Your objective → Copy each line below containing "leafy".

[[ Records provided, beginning ]]

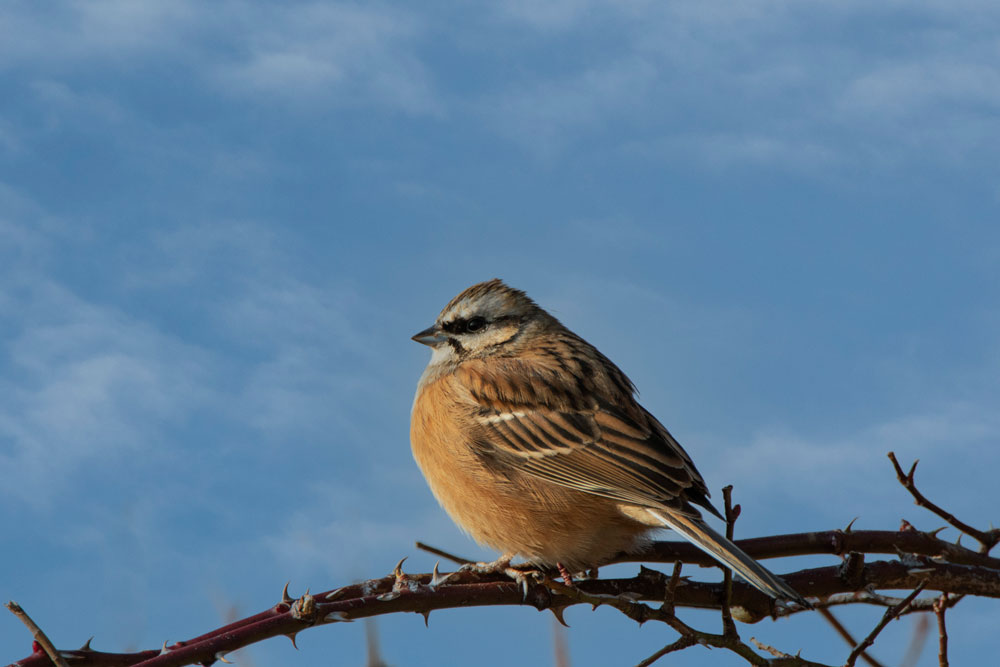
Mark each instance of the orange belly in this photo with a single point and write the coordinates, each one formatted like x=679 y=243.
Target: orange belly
x=510 y=511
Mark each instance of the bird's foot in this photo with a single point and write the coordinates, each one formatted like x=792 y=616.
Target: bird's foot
x=523 y=575
x=567 y=577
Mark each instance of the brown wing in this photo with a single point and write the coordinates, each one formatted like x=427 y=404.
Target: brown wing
x=619 y=453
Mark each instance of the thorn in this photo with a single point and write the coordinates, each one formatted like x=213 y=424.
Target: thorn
x=567 y=577
x=558 y=613
x=337 y=617
x=437 y=578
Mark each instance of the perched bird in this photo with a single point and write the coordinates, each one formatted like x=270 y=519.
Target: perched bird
x=534 y=443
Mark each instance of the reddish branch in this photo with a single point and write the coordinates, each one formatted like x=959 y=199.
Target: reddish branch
x=921 y=560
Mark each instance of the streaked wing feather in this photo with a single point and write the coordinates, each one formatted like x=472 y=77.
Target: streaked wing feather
x=602 y=451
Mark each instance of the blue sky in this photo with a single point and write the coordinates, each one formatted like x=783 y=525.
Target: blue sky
x=221 y=222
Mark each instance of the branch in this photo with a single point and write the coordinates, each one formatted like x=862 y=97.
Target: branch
x=987 y=540
x=921 y=561
x=890 y=614
x=43 y=641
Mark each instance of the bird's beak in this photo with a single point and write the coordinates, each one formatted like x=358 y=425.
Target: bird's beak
x=430 y=336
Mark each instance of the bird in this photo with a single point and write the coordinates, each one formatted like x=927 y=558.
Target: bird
x=534 y=443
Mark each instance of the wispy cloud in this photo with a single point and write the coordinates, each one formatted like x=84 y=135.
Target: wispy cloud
x=344 y=54
x=86 y=385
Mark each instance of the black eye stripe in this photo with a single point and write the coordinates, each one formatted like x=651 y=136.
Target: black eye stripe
x=478 y=323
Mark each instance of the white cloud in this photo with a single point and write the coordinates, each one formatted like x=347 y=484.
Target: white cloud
x=84 y=385
x=343 y=54
x=544 y=116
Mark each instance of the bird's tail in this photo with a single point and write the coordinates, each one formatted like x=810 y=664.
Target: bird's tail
x=721 y=549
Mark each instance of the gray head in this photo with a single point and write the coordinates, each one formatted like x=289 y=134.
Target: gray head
x=483 y=320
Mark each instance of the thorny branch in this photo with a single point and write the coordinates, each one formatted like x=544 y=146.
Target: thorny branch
x=921 y=561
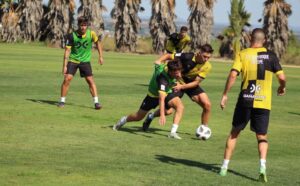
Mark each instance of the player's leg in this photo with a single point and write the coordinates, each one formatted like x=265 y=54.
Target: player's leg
x=147 y=104
x=71 y=71
x=86 y=72
x=259 y=124
x=137 y=116
x=177 y=105
x=169 y=111
x=240 y=119
x=262 y=149
x=203 y=100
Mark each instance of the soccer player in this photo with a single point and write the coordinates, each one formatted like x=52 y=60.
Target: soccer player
x=77 y=55
x=256 y=65
x=160 y=86
x=178 y=41
x=195 y=69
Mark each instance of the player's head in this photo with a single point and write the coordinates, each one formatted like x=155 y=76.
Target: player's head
x=258 y=36
x=183 y=32
x=203 y=53
x=82 y=24
x=174 y=68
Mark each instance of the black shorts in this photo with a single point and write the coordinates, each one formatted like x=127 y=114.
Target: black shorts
x=152 y=102
x=194 y=91
x=190 y=92
x=85 y=68
x=259 y=119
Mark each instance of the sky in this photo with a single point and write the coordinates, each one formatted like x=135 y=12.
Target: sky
x=221 y=10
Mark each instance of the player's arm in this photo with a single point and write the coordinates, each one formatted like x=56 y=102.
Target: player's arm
x=162 y=117
x=66 y=59
x=163 y=58
x=282 y=84
x=190 y=85
x=98 y=44
x=229 y=83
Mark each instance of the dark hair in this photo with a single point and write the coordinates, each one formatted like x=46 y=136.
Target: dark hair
x=174 y=65
x=82 y=19
x=184 y=29
x=258 y=34
x=206 y=48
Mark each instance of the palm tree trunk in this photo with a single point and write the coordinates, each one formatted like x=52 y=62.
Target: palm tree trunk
x=200 y=21
x=92 y=9
x=30 y=15
x=162 y=23
x=10 y=27
x=127 y=24
x=59 y=21
x=275 y=24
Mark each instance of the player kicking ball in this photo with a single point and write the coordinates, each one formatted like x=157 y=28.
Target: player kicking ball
x=163 y=80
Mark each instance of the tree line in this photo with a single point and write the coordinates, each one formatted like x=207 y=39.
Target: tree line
x=30 y=20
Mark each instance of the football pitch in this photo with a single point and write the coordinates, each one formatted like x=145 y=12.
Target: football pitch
x=41 y=144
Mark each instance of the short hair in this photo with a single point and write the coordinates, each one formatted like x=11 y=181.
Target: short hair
x=174 y=65
x=82 y=19
x=258 y=35
x=184 y=29
x=206 y=48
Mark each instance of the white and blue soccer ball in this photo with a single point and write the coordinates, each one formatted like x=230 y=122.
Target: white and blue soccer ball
x=203 y=132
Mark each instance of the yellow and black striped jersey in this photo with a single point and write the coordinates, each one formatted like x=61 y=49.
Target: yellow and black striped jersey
x=192 y=69
x=256 y=66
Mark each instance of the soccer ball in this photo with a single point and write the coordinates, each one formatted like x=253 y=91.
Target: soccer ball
x=203 y=132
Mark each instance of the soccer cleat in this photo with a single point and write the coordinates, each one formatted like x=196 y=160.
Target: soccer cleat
x=174 y=135
x=61 y=104
x=262 y=175
x=223 y=172
x=147 y=121
x=98 y=106
x=120 y=123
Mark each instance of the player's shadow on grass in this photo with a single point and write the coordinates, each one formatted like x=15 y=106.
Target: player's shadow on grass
x=294 y=113
x=209 y=167
x=40 y=101
x=43 y=101
x=138 y=131
x=143 y=85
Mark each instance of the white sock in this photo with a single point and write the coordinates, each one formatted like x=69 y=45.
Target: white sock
x=96 y=100
x=151 y=115
x=262 y=163
x=174 y=128
x=225 y=164
x=63 y=99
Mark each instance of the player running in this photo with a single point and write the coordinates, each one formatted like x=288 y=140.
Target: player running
x=177 y=42
x=78 y=53
x=256 y=65
x=160 y=87
x=195 y=69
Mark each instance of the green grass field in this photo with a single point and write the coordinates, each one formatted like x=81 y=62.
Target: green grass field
x=41 y=144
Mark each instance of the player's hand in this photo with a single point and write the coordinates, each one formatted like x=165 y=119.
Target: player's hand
x=162 y=120
x=280 y=91
x=100 y=60
x=223 y=101
x=177 y=87
x=64 y=70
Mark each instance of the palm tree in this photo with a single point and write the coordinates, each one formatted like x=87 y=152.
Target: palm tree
x=275 y=24
x=30 y=14
x=10 y=28
x=239 y=18
x=127 y=24
x=92 y=9
x=58 y=21
x=161 y=23
x=200 y=21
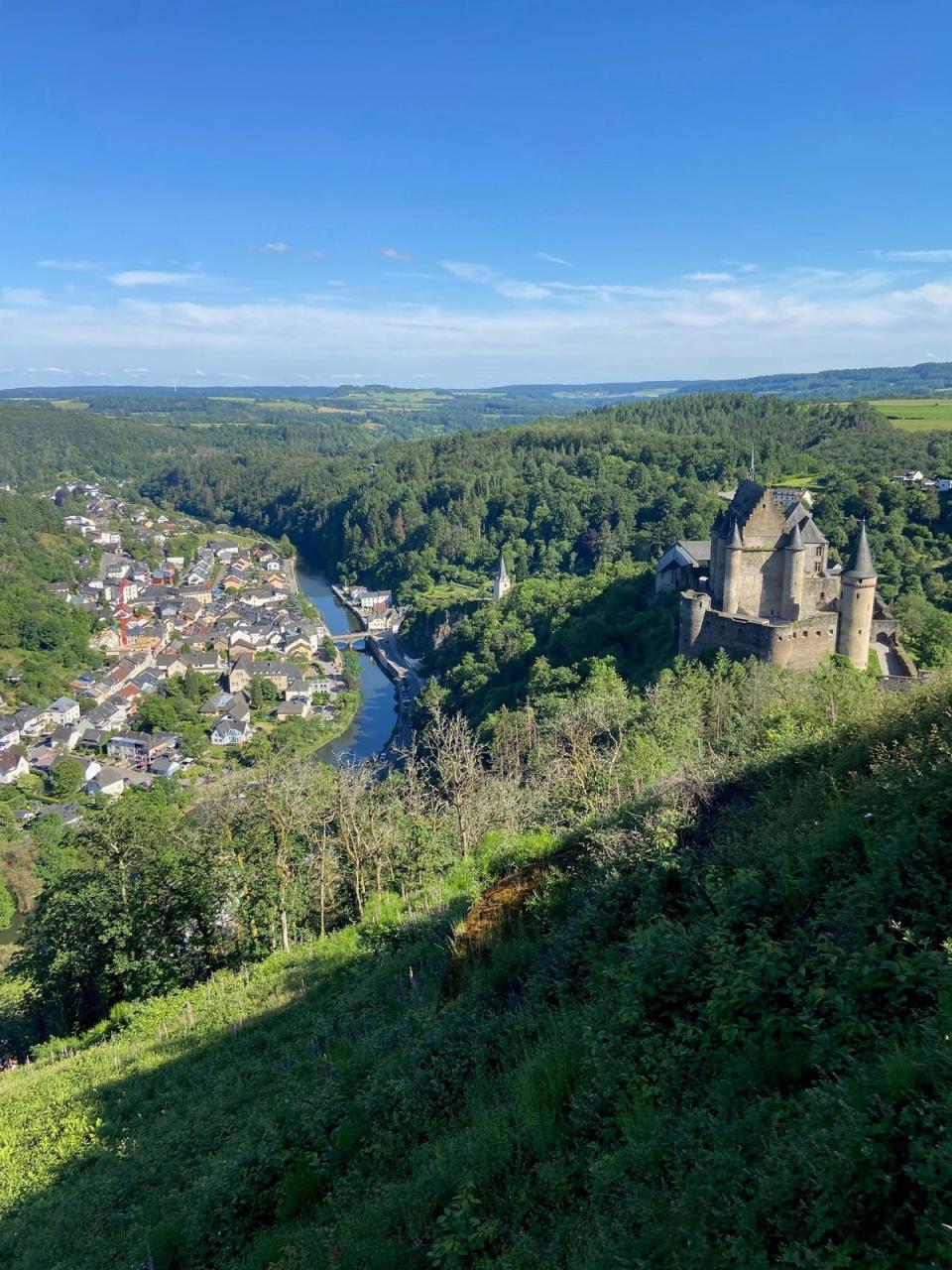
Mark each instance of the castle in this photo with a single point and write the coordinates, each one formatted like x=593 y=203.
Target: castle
x=763 y=587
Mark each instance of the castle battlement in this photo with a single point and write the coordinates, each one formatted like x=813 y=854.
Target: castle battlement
x=763 y=587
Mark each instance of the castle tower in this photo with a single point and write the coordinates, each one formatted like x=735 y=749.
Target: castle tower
x=856 y=604
x=694 y=606
x=792 y=575
x=731 y=572
x=502 y=583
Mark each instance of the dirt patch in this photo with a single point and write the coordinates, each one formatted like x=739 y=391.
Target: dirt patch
x=495 y=913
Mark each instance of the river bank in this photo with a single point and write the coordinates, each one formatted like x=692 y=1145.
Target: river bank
x=376 y=720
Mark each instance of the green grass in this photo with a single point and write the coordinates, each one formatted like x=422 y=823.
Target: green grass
x=918 y=414
x=717 y=1043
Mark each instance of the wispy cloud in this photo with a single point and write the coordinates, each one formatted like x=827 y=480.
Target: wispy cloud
x=794 y=318
x=516 y=290
x=28 y=298
x=933 y=255
x=553 y=259
x=513 y=289
x=467 y=272
x=70 y=266
x=151 y=278
x=743 y=266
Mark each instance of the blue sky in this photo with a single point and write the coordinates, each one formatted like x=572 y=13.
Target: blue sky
x=471 y=194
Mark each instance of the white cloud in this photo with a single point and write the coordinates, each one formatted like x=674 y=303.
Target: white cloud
x=28 y=298
x=509 y=287
x=743 y=266
x=797 y=318
x=515 y=290
x=467 y=272
x=934 y=255
x=150 y=278
x=70 y=266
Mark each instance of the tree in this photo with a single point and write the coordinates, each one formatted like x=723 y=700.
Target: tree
x=157 y=714
x=457 y=760
x=66 y=779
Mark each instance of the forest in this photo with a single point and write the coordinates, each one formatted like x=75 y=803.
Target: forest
x=630 y=960
x=570 y=495
x=44 y=640
x=676 y=953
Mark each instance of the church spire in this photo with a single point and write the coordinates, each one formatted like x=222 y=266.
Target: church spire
x=502 y=583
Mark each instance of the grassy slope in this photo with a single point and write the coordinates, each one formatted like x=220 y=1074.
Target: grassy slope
x=715 y=1040
x=918 y=414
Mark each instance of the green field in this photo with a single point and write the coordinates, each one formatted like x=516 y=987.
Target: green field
x=918 y=414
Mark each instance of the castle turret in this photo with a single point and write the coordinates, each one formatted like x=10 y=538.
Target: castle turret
x=731 y=572
x=502 y=583
x=694 y=606
x=856 y=604
x=792 y=575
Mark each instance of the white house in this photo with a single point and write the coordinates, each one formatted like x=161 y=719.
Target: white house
x=231 y=731
x=62 y=710
x=13 y=765
x=108 y=783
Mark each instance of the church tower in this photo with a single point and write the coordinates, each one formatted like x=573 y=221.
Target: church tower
x=502 y=583
x=856 y=604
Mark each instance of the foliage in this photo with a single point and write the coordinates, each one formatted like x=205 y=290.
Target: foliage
x=714 y=1035
x=44 y=640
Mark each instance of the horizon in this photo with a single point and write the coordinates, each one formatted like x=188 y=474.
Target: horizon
x=517 y=194
x=675 y=381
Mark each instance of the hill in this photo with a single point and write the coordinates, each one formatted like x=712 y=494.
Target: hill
x=706 y=1029
x=447 y=409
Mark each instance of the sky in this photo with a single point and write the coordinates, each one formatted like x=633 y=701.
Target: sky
x=435 y=193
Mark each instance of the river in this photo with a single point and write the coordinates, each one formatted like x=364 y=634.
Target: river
x=376 y=719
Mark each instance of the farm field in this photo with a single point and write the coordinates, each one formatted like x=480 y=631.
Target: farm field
x=918 y=414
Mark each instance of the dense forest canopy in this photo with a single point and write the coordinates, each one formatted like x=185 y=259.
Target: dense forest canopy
x=710 y=961
x=44 y=640
x=572 y=494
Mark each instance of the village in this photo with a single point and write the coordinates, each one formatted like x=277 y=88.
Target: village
x=221 y=631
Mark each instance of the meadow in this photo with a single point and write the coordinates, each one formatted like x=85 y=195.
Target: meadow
x=918 y=414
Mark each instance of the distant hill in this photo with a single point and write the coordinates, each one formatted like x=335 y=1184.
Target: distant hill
x=838 y=385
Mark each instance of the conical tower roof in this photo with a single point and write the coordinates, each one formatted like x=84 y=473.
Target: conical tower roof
x=861 y=566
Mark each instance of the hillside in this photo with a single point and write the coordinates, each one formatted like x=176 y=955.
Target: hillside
x=480 y=408
x=711 y=1037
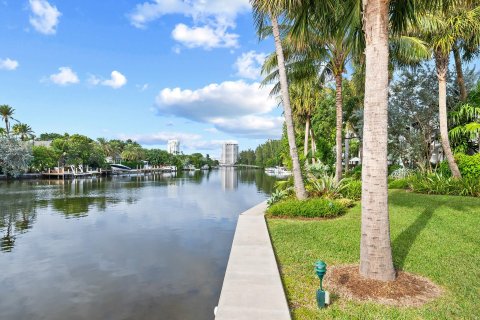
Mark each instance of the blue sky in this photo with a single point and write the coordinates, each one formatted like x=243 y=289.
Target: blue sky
x=146 y=70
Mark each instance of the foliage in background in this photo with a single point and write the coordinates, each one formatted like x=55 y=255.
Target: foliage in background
x=469 y=166
x=15 y=156
x=401 y=173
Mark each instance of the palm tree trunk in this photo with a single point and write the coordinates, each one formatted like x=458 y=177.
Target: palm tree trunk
x=460 y=79
x=347 y=150
x=339 y=126
x=441 y=62
x=305 y=143
x=314 y=145
x=297 y=173
x=375 y=248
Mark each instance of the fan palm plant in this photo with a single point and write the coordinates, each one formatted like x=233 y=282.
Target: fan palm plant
x=23 y=131
x=272 y=9
x=7 y=112
x=441 y=30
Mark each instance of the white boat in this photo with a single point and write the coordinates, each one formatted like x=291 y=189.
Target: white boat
x=119 y=167
x=278 y=171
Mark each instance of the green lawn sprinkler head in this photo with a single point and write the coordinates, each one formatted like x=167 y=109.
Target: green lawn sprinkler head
x=323 y=297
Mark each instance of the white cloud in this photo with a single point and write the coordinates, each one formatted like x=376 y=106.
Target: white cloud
x=65 y=77
x=227 y=99
x=45 y=17
x=252 y=126
x=187 y=140
x=199 y=10
x=161 y=137
x=8 y=64
x=211 y=20
x=234 y=107
x=142 y=87
x=207 y=37
x=249 y=64
x=116 y=81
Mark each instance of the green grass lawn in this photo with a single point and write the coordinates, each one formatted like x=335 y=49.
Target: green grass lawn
x=434 y=236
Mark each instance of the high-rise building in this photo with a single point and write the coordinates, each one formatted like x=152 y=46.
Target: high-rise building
x=229 y=153
x=173 y=146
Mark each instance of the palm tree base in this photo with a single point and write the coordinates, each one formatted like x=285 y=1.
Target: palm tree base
x=407 y=290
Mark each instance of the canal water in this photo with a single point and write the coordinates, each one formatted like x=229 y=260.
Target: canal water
x=131 y=247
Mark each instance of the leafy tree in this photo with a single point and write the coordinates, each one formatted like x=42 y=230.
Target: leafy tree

[[ Records provided, end ]]

Expected output →
Mark each instance of the leafy tree in this photo with a single point and write the coordinates, each one formatted like x=42 y=230.
Target: leafy tree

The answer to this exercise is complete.